Records from a collection:
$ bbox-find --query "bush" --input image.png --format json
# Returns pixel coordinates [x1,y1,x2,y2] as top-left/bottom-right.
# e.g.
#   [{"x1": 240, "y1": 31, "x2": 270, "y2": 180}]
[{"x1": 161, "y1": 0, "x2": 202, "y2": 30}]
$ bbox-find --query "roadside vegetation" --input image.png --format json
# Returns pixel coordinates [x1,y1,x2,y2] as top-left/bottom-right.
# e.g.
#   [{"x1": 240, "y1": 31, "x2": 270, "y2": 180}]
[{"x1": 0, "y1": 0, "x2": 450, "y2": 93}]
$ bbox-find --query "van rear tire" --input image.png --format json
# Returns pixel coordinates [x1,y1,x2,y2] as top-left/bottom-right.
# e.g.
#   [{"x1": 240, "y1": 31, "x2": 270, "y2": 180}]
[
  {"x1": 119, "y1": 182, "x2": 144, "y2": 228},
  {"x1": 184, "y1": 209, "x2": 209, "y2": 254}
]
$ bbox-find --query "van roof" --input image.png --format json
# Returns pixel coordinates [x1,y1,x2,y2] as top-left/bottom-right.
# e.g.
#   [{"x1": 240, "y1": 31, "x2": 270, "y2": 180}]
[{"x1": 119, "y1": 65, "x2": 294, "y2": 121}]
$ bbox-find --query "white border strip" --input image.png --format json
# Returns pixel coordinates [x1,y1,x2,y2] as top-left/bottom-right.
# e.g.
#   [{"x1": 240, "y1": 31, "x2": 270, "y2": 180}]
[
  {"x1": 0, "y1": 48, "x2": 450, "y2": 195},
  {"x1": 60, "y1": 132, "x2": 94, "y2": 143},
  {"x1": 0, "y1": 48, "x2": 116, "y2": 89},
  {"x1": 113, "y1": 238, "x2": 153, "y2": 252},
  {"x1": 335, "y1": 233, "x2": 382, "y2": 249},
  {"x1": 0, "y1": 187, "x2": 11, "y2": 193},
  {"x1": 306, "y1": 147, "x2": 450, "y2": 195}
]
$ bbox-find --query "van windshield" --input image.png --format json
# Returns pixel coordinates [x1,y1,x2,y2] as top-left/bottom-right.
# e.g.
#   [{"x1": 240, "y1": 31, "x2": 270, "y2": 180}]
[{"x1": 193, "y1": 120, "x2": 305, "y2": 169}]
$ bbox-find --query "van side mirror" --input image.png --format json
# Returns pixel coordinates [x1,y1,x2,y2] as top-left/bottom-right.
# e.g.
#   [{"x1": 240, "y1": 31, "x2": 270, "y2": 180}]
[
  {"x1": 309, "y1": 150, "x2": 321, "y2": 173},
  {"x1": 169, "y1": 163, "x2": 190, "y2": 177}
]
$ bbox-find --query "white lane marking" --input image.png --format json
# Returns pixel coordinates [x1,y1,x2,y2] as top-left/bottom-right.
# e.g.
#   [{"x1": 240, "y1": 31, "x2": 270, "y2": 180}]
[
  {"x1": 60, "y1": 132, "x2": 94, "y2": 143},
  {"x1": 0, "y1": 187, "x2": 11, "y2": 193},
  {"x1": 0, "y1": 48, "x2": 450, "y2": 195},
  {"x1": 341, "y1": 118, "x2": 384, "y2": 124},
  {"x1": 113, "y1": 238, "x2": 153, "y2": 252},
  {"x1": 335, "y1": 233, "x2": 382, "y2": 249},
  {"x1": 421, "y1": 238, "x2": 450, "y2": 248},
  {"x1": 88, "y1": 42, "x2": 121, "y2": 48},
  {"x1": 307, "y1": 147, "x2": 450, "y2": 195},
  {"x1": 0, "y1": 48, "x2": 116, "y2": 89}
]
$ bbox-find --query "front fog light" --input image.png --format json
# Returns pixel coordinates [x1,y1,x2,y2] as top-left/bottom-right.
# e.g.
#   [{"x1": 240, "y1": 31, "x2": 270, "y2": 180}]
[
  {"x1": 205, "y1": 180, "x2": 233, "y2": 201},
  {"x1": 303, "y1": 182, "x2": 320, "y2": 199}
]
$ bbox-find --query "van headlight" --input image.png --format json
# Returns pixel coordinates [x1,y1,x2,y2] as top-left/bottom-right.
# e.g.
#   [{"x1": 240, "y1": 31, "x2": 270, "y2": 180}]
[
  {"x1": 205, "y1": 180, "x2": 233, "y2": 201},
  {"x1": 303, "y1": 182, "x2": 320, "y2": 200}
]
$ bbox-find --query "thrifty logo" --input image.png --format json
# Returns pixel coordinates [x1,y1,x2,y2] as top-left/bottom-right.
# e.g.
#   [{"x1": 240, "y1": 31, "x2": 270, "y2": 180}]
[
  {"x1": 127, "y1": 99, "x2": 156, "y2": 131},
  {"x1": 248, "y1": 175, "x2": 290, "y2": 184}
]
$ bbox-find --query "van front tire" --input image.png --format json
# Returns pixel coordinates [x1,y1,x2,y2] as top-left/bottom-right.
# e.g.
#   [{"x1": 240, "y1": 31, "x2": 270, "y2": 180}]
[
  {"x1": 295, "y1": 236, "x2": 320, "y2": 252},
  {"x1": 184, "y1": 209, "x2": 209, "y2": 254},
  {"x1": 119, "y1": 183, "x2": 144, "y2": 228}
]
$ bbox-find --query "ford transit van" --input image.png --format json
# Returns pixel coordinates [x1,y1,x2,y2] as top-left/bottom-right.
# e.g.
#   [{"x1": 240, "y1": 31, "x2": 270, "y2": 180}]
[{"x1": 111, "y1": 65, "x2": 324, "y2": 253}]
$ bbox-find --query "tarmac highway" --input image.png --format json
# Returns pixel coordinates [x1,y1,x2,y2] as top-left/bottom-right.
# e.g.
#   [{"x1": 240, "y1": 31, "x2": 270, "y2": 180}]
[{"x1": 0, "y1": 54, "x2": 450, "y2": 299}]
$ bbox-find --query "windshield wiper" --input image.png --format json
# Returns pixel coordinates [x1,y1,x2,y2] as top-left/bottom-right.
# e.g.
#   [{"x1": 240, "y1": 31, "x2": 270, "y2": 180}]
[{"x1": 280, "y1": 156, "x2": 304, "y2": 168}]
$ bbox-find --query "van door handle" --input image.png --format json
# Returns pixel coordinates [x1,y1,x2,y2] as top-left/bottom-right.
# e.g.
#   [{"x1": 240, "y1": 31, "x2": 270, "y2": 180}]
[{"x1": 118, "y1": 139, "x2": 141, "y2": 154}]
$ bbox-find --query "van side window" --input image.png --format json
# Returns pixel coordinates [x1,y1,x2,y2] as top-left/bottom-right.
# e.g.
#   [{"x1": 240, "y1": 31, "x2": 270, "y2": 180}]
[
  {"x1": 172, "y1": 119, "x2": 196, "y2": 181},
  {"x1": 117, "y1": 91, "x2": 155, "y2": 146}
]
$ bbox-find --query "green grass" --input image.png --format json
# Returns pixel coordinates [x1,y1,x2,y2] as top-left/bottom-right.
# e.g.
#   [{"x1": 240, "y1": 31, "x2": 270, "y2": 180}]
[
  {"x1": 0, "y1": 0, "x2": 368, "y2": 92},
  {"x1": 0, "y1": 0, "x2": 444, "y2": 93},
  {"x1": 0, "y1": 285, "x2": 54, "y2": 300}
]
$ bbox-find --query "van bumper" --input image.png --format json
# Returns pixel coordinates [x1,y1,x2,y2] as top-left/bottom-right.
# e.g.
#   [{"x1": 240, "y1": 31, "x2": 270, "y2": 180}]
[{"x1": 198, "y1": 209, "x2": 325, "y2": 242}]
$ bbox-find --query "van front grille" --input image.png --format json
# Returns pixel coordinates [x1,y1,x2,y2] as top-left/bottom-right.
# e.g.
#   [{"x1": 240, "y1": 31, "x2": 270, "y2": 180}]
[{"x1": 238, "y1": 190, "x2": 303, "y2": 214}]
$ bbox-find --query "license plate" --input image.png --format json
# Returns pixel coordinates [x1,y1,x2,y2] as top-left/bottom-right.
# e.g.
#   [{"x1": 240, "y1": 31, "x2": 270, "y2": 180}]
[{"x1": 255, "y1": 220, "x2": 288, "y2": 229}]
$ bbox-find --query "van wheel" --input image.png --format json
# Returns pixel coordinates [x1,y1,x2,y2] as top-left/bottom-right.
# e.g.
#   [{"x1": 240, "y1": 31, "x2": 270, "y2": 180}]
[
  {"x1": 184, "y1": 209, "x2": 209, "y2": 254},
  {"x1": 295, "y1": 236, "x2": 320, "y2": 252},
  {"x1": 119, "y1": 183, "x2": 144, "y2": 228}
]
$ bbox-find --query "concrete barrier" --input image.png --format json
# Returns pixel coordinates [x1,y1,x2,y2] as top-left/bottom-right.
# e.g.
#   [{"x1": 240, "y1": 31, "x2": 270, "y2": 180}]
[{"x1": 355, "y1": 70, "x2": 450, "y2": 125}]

TASK STATEMENT: Pick out and copy each line in the rows above that contains the word "windshield".

ANSWER FOR THIS EXERCISE:
$ bbox-find --query "van windshield" --input image.png --format json
$ bbox-find --query "windshield wiper" --input image.png --format json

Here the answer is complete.